* _Supplied text_:
◇ ◇ ◇ ◇ ◇ ◇ ◇
Brain redox bioenergetics are determined by OXPHOS organization in neurons and astrocytes

Abstract

Energy and redox conservation in the brain requires a tight and complementary metabolic cooperation between distinct cell types. Neurons are highly dependent on mitochondrial oxidative (OXPHOS) metabolism for survival, whereas astrocytes are highly resistant to OXPHOS inhibition. A key factor of these phenotypes is PFKFB3, a glycolytic-promoting enzyme. We have shown that PFKFB3 is a substrate of the E3 ubiquitin ligase, APC/C-Cdh1. By degrading PFKFB3 protein, APC/C-Cdh1 physiologically down-regulates glycolysis in neurons. However, PFKFB3 over-expression in neurons causes serious metabolic and behavioral problems in vivo. Recently, we studied whether the organization of the mitochondrial respiratory chain (MRC) determines these specific metabolic programs of neurons and astrocytes. In astrocytes, most complex I (CI) is disassembled from supercomplexes (SCs) resulting in poor mitochondrial respiration but high reactive oxygen species (ROS) production. In contrast, neurons show CI mostly embedded into SCs resulting in efficient mitochondrial respiration and low ROS production. We conclude that MRC organization is key at dictating the bioenergetics shapes of neurons and astrocytes that impacts on ROS production, signaling processes and neurological disorders.
◇ ◇ ◇ ◇ ◇ ◇ ◇
* _Records_:

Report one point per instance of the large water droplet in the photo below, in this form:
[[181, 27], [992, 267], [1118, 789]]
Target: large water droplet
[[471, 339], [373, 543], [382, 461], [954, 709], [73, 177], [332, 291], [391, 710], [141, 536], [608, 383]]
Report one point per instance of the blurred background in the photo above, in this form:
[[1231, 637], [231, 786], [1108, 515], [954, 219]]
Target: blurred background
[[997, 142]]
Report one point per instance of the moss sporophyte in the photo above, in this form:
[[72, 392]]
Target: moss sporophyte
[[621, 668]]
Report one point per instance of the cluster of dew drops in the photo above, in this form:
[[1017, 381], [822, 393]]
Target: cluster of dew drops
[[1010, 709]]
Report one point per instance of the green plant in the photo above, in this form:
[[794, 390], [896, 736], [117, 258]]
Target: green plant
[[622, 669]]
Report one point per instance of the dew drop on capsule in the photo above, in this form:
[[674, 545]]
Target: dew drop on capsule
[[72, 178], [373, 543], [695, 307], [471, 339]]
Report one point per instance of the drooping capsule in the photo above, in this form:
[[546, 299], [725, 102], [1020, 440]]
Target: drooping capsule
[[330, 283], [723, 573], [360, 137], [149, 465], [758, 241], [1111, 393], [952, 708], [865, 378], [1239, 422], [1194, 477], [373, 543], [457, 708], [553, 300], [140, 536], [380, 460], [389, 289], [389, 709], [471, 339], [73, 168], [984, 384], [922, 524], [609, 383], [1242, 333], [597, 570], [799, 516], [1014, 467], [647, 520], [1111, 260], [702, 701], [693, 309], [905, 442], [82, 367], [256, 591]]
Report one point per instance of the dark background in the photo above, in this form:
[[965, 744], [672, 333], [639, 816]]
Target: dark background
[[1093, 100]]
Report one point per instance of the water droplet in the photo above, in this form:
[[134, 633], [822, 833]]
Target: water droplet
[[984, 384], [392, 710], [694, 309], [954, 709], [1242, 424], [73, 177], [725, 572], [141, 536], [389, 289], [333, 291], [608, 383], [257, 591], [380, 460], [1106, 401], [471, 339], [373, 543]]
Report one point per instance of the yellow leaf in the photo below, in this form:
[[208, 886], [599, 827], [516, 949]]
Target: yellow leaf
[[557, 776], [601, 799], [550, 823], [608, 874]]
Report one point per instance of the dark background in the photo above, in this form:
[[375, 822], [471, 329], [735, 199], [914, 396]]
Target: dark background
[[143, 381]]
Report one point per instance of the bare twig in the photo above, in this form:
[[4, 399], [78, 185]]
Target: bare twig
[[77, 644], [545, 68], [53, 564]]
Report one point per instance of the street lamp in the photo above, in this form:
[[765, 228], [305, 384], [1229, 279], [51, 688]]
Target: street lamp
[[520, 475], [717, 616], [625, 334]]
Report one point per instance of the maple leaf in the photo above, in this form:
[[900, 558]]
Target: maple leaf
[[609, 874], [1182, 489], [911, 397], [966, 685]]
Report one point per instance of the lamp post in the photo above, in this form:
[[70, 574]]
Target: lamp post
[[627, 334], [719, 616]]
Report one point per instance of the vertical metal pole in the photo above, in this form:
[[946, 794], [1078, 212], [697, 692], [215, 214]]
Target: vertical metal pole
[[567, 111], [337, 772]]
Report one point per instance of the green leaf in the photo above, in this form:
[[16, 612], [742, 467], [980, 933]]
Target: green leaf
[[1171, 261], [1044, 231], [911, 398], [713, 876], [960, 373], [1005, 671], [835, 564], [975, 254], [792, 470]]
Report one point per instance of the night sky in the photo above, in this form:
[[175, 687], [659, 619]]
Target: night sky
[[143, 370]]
◇ ◇ ◇ ◇ ◇ ◇ ◇
* _Exercise directions_: Can you copy out the full text on brain redox bioenergetics from above, word for word, including its title?

* _Written solution_:
Brain redox bioenergetics are determined by OXPHOS organization in neurons and astrocytes

Abstract

Energy and redox conservation in the brain requires a tight and complementary metabolic cooperation between distinct cell types. Neurons are highly dependent on mitochondrial oxidative (OXPHOS) metabolism for survival, whereas astrocytes are highly resistant to OXPHOS inhibition. A key factor of these phenotypes is PFKFB3, a glycolytic-promoting enzyme. We have shown that PFKFB3 is a substrate of the E3 ubiquitin ligase, APC/C-Cdh1. By degrading PFKFB3 protein, APC/C-Cdh1 physiologically down-regulates glycolysis in neurons. However, PFKFB3 over-expression in neurons causes serious metabolic and behavioral problems in vivo. Recently, we studied whether the organization of the mitochondrial respiratory chain (MRC) determines these specific metabolic programs of neurons and astrocytes. In astrocytes, most complex I (CI) is disassembled from supercomplexes (SCs) resulting in poor mitochondrial respiration but high reactive oxygen species (ROS) production. In contrast, neurons show CI mostly embedded into SCs resulting in efficient mitochondrial respiration and low ROS production. We conclude that MRC organization is key at dictating the bioenergetics shapes of neurons and astrocytes that impacts on ROS production, signaling processes and neurological disorders.